## STATED PROBLEM
Could you write out the listing below again, replacing every "dormer window" with "skylight" and leaving everything else unchanged?

— start —

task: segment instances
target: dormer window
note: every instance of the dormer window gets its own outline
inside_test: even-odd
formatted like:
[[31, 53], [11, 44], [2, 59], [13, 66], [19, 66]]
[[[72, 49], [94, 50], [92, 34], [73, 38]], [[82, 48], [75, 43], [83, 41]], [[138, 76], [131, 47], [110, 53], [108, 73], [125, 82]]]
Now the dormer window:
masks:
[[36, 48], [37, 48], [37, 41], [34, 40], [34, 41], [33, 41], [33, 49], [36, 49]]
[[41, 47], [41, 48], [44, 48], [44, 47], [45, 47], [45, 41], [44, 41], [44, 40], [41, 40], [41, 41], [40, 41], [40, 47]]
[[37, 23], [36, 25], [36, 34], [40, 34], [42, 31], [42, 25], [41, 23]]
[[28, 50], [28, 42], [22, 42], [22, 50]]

— end —

## TASK SOLUTION
task: segment instances
target: skylight
note: every instance of the skylight gets its own outline
inside_test: even-odd
formatted like:
[[31, 53], [11, 44], [2, 59], [13, 66], [19, 66]]
[[[72, 49], [94, 50], [92, 34], [73, 38]], [[82, 48], [75, 43], [83, 41]], [[138, 76], [131, 47], [110, 53], [108, 73], [125, 82]]]
Now the skylight:
masks:
[[36, 48], [37, 48], [37, 41], [34, 40], [34, 41], [33, 41], [33, 49], [36, 49]]
[[41, 47], [41, 48], [44, 48], [44, 47], [45, 47], [45, 41], [44, 41], [44, 40], [41, 40], [41, 41], [40, 41], [40, 47]]
[[37, 23], [36, 25], [36, 34], [40, 34], [42, 31], [42, 25], [41, 23]]
[[28, 50], [28, 42], [22, 42], [22, 50]]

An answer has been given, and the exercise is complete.